Text under study —
=== Section Start ===

Co-op and Condo Boards' Secret Litigation Weapon
Lawsuits from co-op and condominium unit owners opposing their boards' conduct have become commonplace. The legal battles often entail costly and protracted litigation over contested factual issues and can plunge a the community into civil war. Fortunately, boards in New York have a little known but widely effective alternative for defending their conduct while averting communal fratricide.
June 19, 2020 at 03:01 PM
9 minute read
Lawsuits from cooperative shareholders and condominium unit owners opposing their boards' conduct have become commonplace. When confronted with such challenges to their authority, boards, of course, may defend their position on the merits, or they may seek legal vindication under the Business Judgment Rule.
However, pitched legal battles of this nature, which often entail costly and protracted litigation over hotly contested factual issues, tend to plunge a residential community into civil war and impede a board's overall ability to manage building affairs.
Fortunately, boards in New York have a little known but widely effective alternative for defending their conduct while averting communal fratricide. Most lawsuits challenging the propriety of decisions by cooperative and condominium boards are subject to a four-month statute of limitations in accordance with CPLR Section 217 (1). As a practical matter, by the time an aggrieved owner decides to sue, procures counsel, and prepares and files the summons and complaint, the four-month statute of limitations may well have elapsed. Thus, only the swiftest acting plaintiffs can sidestep a solid statute of limitations defense. By filing a procedural motion to dismiss rather than defending on the merits or asserting a substantive Business Judgment Rule defense, a board may avert a costly public conflagration.

=== Section End ===

Supplied records —
=== Section Start ===

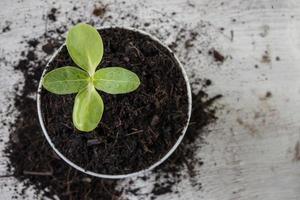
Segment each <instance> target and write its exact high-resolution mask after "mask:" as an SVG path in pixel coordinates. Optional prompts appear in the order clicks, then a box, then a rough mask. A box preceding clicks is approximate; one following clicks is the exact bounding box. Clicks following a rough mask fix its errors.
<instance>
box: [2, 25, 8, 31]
mask: <svg viewBox="0 0 300 200" xmlns="http://www.w3.org/2000/svg"><path fill="white" fill-rule="evenodd" d="M7 31H10V25H7V26H5V27H4V28H3V29H2V33H5V32H7Z"/></svg>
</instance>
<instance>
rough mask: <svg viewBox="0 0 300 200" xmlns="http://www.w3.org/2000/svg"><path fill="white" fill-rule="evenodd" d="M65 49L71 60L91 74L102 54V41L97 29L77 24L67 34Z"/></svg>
mask: <svg viewBox="0 0 300 200" xmlns="http://www.w3.org/2000/svg"><path fill="white" fill-rule="evenodd" d="M67 49H68V52H69V54H70V56H71V57H72V59H73V61H74V62H75V63H76V64H77V65H78V66H80V67H81V68H82V69H84V70H86V71H87V72H88V73H89V74H90V75H93V74H94V72H95V70H96V68H97V66H98V65H99V63H100V61H101V59H102V56H103V51H104V50H103V42H102V38H101V36H100V34H99V33H98V31H97V29H95V28H94V27H92V26H90V25H88V24H82V23H80V24H77V25H76V26H74V27H73V28H71V29H70V30H69V32H68V35H67Z"/></svg>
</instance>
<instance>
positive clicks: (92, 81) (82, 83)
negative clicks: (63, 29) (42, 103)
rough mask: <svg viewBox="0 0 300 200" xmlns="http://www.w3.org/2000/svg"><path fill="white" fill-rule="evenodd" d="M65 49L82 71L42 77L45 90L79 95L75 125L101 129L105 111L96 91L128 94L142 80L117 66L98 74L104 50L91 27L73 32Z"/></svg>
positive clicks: (52, 91)
mask: <svg viewBox="0 0 300 200" xmlns="http://www.w3.org/2000/svg"><path fill="white" fill-rule="evenodd" d="M66 45H67V49H68V52H69V54H70V56H71V58H72V60H73V61H74V63H75V64H77V65H78V66H79V67H74V66H65V67H61V68H57V69H54V70H52V71H50V72H49V73H47V74H46V75H45V76H44V77H43V87H44V88H45V89H46V90H48V91H49V92H52V93H55V94H59V95H64V94H72V93H77V95H76V97H75V103H74V107H73V124H74V126H75V127H76V128H77V129H78V130H80V131H84V132H89V131H92V130H94V129H95V128H96V127H97V126H98V124H99V122H100V120H101V118H102V114H103V110H104V104H103V101H102V98H101V96H100V95H99V93H98V91H97V90H100V91H103V92H106V93H109V94H124V93H129V92H132V91H134V90H136V89H137V88H138V87H139V85H140V79H139V77H138V76H137V75H136V74H135V73H133V72H131V71H129V70H127V69H124V68H122V67H118V66H116V67H108V68H102V69H99V70H97V71H96V68H97V67H98V65H99V64H100V62H101V60H102V56H103V52H104V48H103V42H102V38H101V36H100V34H99V33H98V31H97V30H96V29H95V28H94V27H92V26H90V25H87V24H82V23H80V24H77V25H76V26H74V27H73V28H71V29H70V30H69V32H68V35H67V41H66ZM80 68H81V69H80ZM96 89H97V90H96Z"/></svg>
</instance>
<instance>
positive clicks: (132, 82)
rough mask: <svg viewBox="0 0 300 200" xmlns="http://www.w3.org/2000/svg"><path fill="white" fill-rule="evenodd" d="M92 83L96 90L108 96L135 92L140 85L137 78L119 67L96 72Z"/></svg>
mask: <svg viewBox="0 0 300 200" xmlns="http://www.w3.org/2000/svg"><path fill="white" fill-rule="evenodd" d="M93 83H94V85H95V87H96V88H97V89H98V90H102V91H104V92H106V93H109V94H124V93H128V92H132V91H134V90H136V89H137V88H138V87H139V85H140V79H139V77H138V76H137V75H136V74H135V73H133V72H131V71H129V70H127V69H124V68H121V67H108V68H102V69H99V70H98V71H96V73H95V75H94V77H93Z"/></svg>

=== Section End ===

Task requirements —
1 – Answer these questions from the article on co-op and condo boards.
(a) How long is the statute of limitations for most lawsuits challenging the decisions of cooperative and condominium boards, and under which provision?
(b) Apart from defending their position on the merits, what may boards seek when owners challenge their authority?
(c) What kind of motion can a board file instead of defending on the merits?
2 – Write out the passage of the article on co-op and condo boards starting with "June 19, 2020" and going on through "manage building affairs.".

List of answers —
1 –
(a) Four months, under CPLR Section 217 (1).
(b) Legal vindication under the Business Judgment Rule.
(c) A procedural motion to dismiss.

2 –
June 19, 2020 at 03:01 PM
9 minute read
Lawsuits from cooperative shareholders and condominium unit owners opposing their boards' conduct have become commonplace. When confronted with such challenges to their authority, boards, of course, may defend their position on the merits, or they may seek legal vindication under the Business Judgment Rule.
However, pitched legal battles of this nature, which often entail costly and protracted litigation over hotly contested factual issues, tend to plunge a residential community into civil war and impede a board's overall ability to manage building affairs.